### AUFGABE
Wandle bitte alle folgenden Einträge in eine nummerierte Liste um und lass dabei leere Zeilen weg. Die Bilder gehören nicht in die Antwort.

### VORLIEGENDE EINTRÄGE
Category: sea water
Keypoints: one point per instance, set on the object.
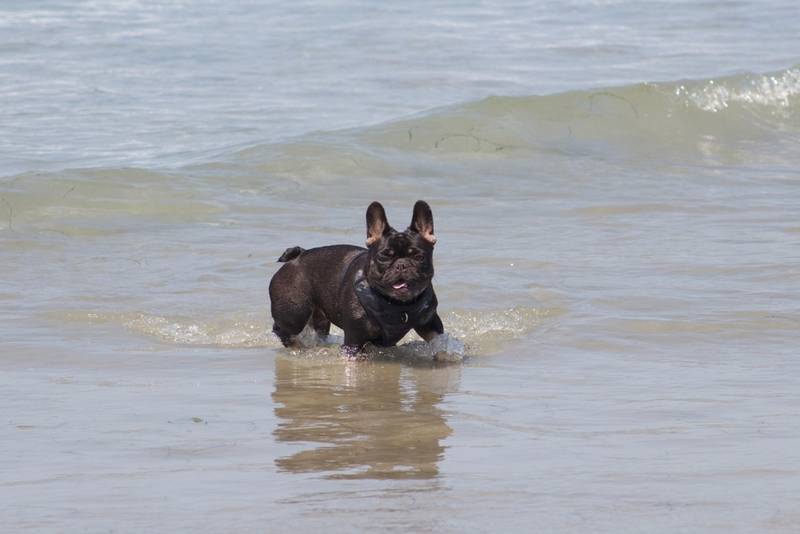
(615, 192)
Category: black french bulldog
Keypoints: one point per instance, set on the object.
(375, 294)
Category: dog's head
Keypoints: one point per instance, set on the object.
(400, 263)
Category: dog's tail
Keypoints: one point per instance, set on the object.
(291, 253)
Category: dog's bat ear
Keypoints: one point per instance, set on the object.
(377, 225)
(422, 221)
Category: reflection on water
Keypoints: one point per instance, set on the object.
(362, 419)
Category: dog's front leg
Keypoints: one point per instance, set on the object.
(431, 329)
(353, 347)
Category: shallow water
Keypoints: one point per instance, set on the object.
(616, 208)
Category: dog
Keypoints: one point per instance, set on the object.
(375, 294)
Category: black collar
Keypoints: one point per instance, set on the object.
(395, 318)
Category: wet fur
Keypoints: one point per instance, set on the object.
(316, 287)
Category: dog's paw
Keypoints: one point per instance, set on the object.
(446, 348)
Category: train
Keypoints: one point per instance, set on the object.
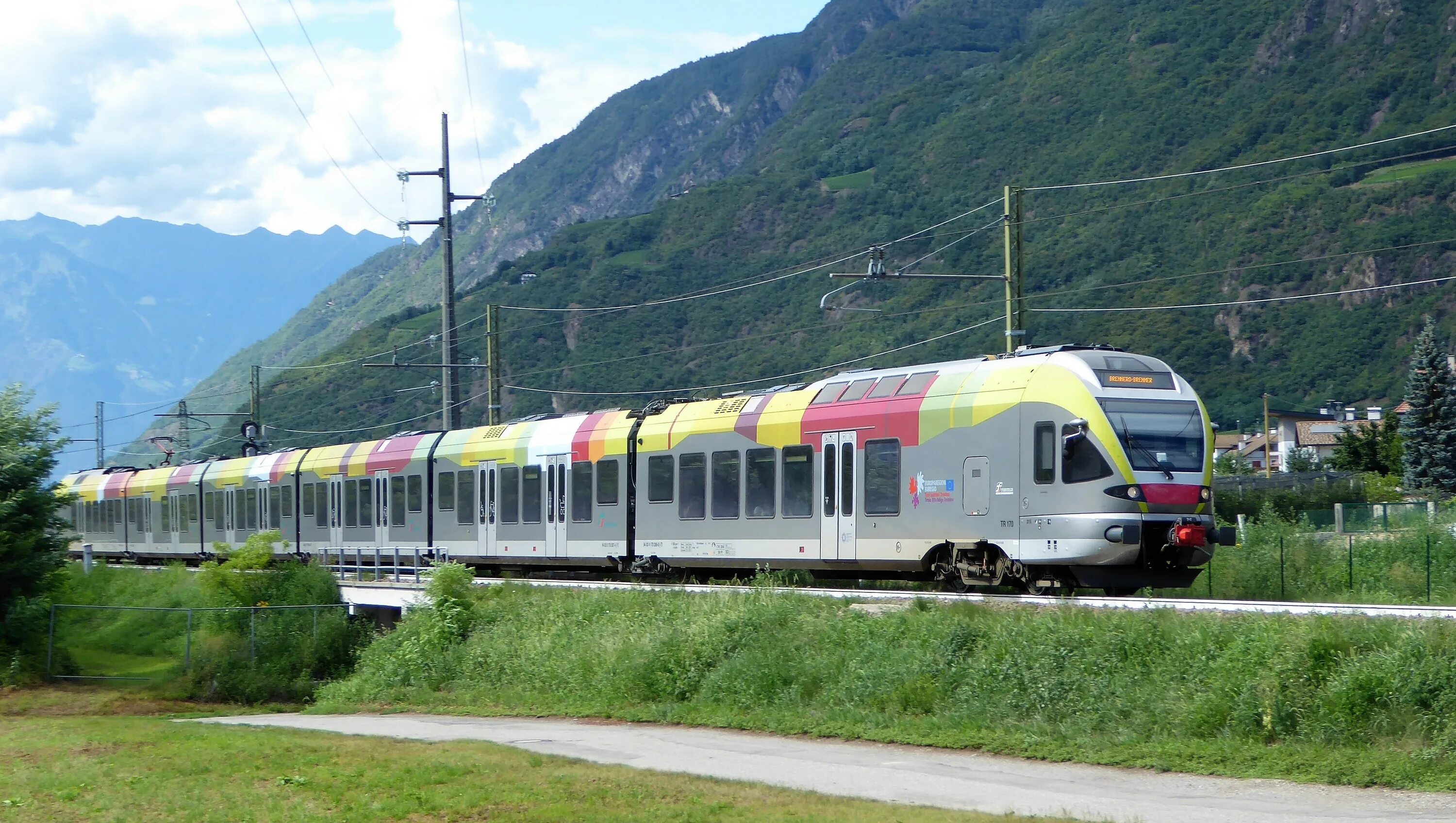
(1047, 470)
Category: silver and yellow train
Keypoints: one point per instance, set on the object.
(1059, 467)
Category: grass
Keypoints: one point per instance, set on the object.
(1320, 700)
(854, 181)
(1408, 171)
(65, 767)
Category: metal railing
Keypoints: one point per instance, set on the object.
(376, 563)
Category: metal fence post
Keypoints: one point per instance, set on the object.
(1350, 555)
(1282, 567)
(50, 644)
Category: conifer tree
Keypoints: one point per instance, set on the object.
(1429, 430)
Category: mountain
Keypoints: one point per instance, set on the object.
(137, 312)
(883, 118)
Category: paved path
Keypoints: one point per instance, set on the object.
(906, 774)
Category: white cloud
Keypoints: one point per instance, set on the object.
(168, 108)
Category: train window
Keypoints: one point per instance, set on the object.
(465, 486)
(510, 494)
(364, 487)
(1081, 461)
(883, 477)
(397, 500)
(915, 384)
(445, 491)
(606, 483)
(692, 481)
(351, 503)
(829, 481)
(829, 394)
(581, 493)
(857, 389)
(660, 478)
(727, 484)
(1044, 442)
(759, 499)
(532, 494)
(415, 493)
(886, 386)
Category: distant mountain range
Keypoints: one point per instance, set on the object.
(884, 117)
(137, 312)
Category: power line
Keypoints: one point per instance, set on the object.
(1253, 301)
(306, 121)
(759, 379)
(469, 92)
(1244, 165)
(688, 296)
(330, 78)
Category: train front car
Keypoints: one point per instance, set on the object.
(1120, 491)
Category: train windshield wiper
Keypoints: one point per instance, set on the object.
(1127, 437)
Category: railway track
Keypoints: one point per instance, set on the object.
(405, 595)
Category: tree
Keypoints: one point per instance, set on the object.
(1429, 430)
(1369, 449)
(1304, 461)
(1232, 464)
(33, 537)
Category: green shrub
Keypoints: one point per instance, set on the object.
(1346, 700)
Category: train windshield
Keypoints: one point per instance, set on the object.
(1159, 436)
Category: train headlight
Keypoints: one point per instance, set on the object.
(1125, 493)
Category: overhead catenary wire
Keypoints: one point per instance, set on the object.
(1251, 301)
(330, 78)
(469, 97)
(679, 299)
(306, 121)
(1235, 168)
(689, 389)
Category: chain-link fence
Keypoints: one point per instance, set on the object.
(152, 643)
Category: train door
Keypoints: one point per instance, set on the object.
(838, 513)
(485, 506)
(172, 515)
(337, 510)
(1039, 465)
(555, 470)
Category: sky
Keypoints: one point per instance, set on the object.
(169, 110)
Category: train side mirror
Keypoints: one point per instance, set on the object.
(1072, 433)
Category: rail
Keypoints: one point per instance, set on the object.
(407, 595)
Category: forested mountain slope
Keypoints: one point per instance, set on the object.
(931, 116)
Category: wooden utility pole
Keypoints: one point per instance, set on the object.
(449, 378)
(1269, 455)
(1011, 223)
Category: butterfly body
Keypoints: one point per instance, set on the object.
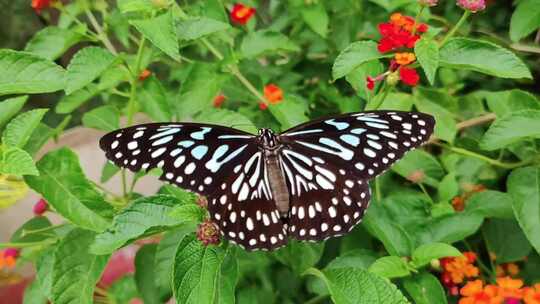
(308, 183)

### DIE ANTWORT
1. Category: sea water
2. Keypoints: one point per instance, set on the object.
3. (615, 192)
4. Category: black french bulldog
5. Keypoints: one point per instance, set on the object.
6. (375, 294)
7. Category: dog's head
8. Keypoints: one point per instance, set on the object.
9. (400, 263)
10. Category: dog's tail
11. Keypoints: one point per instance, set on the object.
12. (291, 253)
13. Category: dog's bat ear
14. Keypoints: one point per instance, set on the object.
15. (377, 225)
16. (422, 221)
17. Category: reflection on water
18. Keypoints: one point per instance, set on the object.
19. (362, 419)
20. Category: dog's front leg
21. Keypoints: one point per instance, set on the object.
22. (431, 329)
23. (353, 347)
24. Category: shallow water
25. Keypoints: one point per instance, set on the object.
26. (616, 208)
27. Category: dog
28. Keypoints: one point per instance, set on the object.
29. (375, 294)
30. Category: black collar
31. Keypoints: one point per instance, set on the object.
32. (395, 318)
33. Category: wet fur
34. Keypoints: one point per instance, set on the object.
35. (316, 287)
36. Category: dog's paw
37. Keypoints: one point per instance, set on the object.
38. (446, 348)
39. Category: train
40. Keypoints: one point per instance, set on the object.
41. (1047, 470)
42. Category: silver and yellow train
43. Keypoints: one point per instance, set on the object.
44. (1059, 467)
45. Category: grass
46. Keypoints: one point per instance, set on the object.
47. (1320, 700)
48. (854, 181)
49. (1408, 171)
50. (65, 767)
51. Category: metal railing
52. Keypoints: one point per instance, set on the object.
53. (376, 563)
54. Category: metal fence post
55. Keypoints: one point per instance, set on the object.
56. (1350, 555)
57. (1282, 567)
58. (50, 644)
59. Category: conifer tree
60. Keypoints: one point per instance, set on the object.
61. (1429, 430)
62. Category: mountain
63. Keypoints: one point per instance, set on the object.
64. (137, 312)
65. (883, 118)
66. Category: paved path
67. Keypoints: one point per instance, set on the object.
68. (906, 774)
69. Category: white cloud
70. Keypoints: one point per instance, set on the object.
71. (168, 108)
72. Category: train window
73. Keypoints: one point per instance, set on the object.
74. (465, 486)
75. (510, 494)
76. (364, 487)
77. (1081, 461)
78. (883, 477)
79. (397, 500)
80. (915, 384)
81. (445, 491)
82. (606, 483)
83. (692, 481)
84. (351, 503)
85. (829, 481)
86. (829, 394)
87. (581, 493)
88. (857, 389)
89. (660, 478)
90. (727, 484)
91. (1044, 442)
92. (759, 499)
93. (532, 494)
94. (415, 493)
95. (886, 386)
96. Category: distant mountain range
97. Keypoints: one point per instance, set on the object.
98. (884, 117)
99. (137, 312)
100. Category: power line
101. Keypoints: one point per instance, set on the object.
102. (1253, 301)
103. (306, 121)
104. (759, 379)
105. (469, 92)
106. (1244, 165)
107. (688, 296)
108. (330, 78)
109. Category: train front car
110. Keypoints: one point per instance, set on the object.
111. (1120, 491)
112. Category: train windshield wiper
113. Keypoints: one point per instance, set on the object.
114. (1127, 437)
115. Category: railway track
116. Keypoints: one point per instance, set on the object.
117. (405, 595)
118. Category: tree
119. Keypoints: one point per instance, set on the object.
120. (1429, 430)
121. (1369, 449)
122. (1304, 461)
123. (1232, 464)
124. (33, 537)
125. Category: green shrub
126. Keypoints: one point per instance, set on the object.
127. (1346, 700)
128. Category: train windshield
129. Keypoints: one point per instance, set on the object.
130. (1159, 436)
131. Category: train headlight
132. Keypoints: one point per instance, set on the object.
133. (1125, 493)
134. Category: overhead catenary wire
135. Keypoints: one point per instance, set on the object.
136. (1251, 301)
137. (330, 78)
138. (469, 97)
139. (679, 299)
140. (306, 121)
141. (1235, 168)
142. (689, 389)
143. Category: chain-link fence
144. Keypoints: one point per instance, set on the object.
145. (152, 643)
146. Category: train door
147. Keypoints: one point per instance, set on the object.
148. (838, 513)
149. (485, 506)
150. (172, 515)
151. (337, 510)
152. (1039, 465)
153. (555, 470)
154. Category: sky
155. Keypoints: one point per instance, set on the object.
156. (169, 110)
157. Category: train side mirror
158. Keypoints: one point per instance, set on the object.
159. (1072, 433)
160. Category: rail
161. Keypoints: one point per instance, set on the object.
162. (407, 595)
163. Category: forested mountain slope
164. Keypoints: one point per instance, set on the object.
165. (931, 116)
166. Category: wooden utility pole
167. Keypoints: one point per instance, set on the object.
168. (449, 378)
169. (1269, 455)
170. (1011, 223)
171. Category: butterfly body
172. Keypoints: one point per instance, set on the object.
173. (308, 183)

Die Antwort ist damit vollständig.